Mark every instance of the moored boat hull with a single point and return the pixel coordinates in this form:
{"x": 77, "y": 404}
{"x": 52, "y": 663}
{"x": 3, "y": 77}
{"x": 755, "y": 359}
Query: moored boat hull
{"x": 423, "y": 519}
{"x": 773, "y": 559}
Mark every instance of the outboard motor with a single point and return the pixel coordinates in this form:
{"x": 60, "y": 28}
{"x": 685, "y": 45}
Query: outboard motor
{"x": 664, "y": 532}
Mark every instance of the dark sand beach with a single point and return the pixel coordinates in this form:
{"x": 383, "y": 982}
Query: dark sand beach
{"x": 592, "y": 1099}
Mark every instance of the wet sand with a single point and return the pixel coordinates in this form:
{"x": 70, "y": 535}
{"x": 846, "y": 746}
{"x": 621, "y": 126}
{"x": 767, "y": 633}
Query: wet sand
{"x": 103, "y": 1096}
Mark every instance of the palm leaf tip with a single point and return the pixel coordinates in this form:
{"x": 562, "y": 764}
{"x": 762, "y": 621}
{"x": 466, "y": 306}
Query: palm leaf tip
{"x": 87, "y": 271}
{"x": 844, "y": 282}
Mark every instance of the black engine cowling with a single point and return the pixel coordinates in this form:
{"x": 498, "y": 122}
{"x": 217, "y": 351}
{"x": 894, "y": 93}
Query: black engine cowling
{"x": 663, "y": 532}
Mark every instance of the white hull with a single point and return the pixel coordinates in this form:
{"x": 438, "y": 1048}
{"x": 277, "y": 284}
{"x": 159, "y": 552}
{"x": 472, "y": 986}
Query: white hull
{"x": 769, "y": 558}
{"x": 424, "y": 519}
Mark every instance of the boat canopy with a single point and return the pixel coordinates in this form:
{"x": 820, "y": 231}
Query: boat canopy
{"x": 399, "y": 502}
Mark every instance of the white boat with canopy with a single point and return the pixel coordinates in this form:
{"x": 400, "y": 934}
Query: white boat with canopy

···

Short task:
Recast all of the records above as a Markdown table with the columns Row and Entry, with one numbered row per line. Leave out blank lines.

Result of the task:
| Row | Entry |
|---|---|
| 1 | Mark every instance of the moored boat hull with a single point and return the pixel coordinates in this form: |
| 2 | {"x": 77, "y": 404} |
| 3 | {"x": 52, "y": 663} |
| 4 | {"x": 3, "y": 77} |
| 5 | {"x": 755, "y": 359} |
| 6 | Query: moored boat hull |
| 7 | {"x": 423, "y": 519} |
| 8 | {"x": 773, "y": 559} |
| 9 | Mark every instance of the outboard motor with a single point and return the pixel coordinates in this form: |
| 10 | {"x": 60, "y": 28} |
| 11 | {"x": 685, "y": 45} |
| 12 | Query: outboard motor |
| 13 | {"x": 664, "y": 532} |
| 14 | Mark every instance of the dark sand beach with a single point and return the pixel coordinates in this form: |
| 15 | {"x": 383, "y": 982} |
| 16 | Query: dark sand beach |
| 17 | {"x": 592, "y": 1099} |
| 18 | Mark every instance of the wet sand with a single point and return the pixel coordinates in this form: |
| 19 | {"x": 70, "y": 535} |
| 20 | {"x": 846, "y": 746} |
| 21 | {"x": 621, "y": 126} |
| 22 | {"x": 767, "y": 633} |
| 23 | Query: wet sand |
| 24 | {"x": 103, "y": 1096} |
| 25 | Mark every instance of the palm leaf tip with a single point and return the pixel coordinates in this form: |
| 26 | {"x": 562, "y": 764} |
| 27 | {"x": 762, "y": 621} |
| 28 | {"x": 466, "y": 306} |
| 29 | Query: palm leaf tip |
| 30 | {"x": 87, "y": 271} |
| 31 | {"x": 844, "y": 282} |
| 32 | Mark every instance of the black engine cowling with a single point and return the pixel coordinates in this form: |
| 33 | {"x": 498, "y": 122} |
| 34 | {"x": 217, "y": 351} |
| 35 | {"x": 894, "y": 93} |
| 36 | Query: black engine cowling |
| 37 | {"x": 663, "y": 532} |
| 38 | Mark every instance of the white hull with a single point and return the pixel coordinates in this form: |
| 39 | {"x": 438, "y": 1048} |
| 40 | {"x": 277, "y": 284} |
| 41 | {"x": 159, "y": 552} |
| 42 | {"x": 472, "y": 986} |
| 43 | Query: white hull |
| 44 | {"x": 769, "y": 558} |
| 45 | {"x": 424, "y": 519} |
| 46 | Mark every instance of the boat canopy with a single point and return the pixel coordinates in this form: |
| 47 | {"x": 820, "y": 231} |
| 48 | Query: boat canopy |
| 49 | {"x": 399, "y": 502} |
| 50 | Mark every instance of the white boat with canopy with a single point and return the pixel coordinates in this form: |
| 51 | {"x": 400, "y": 934} |
| 52 | Query: white boat with canopy |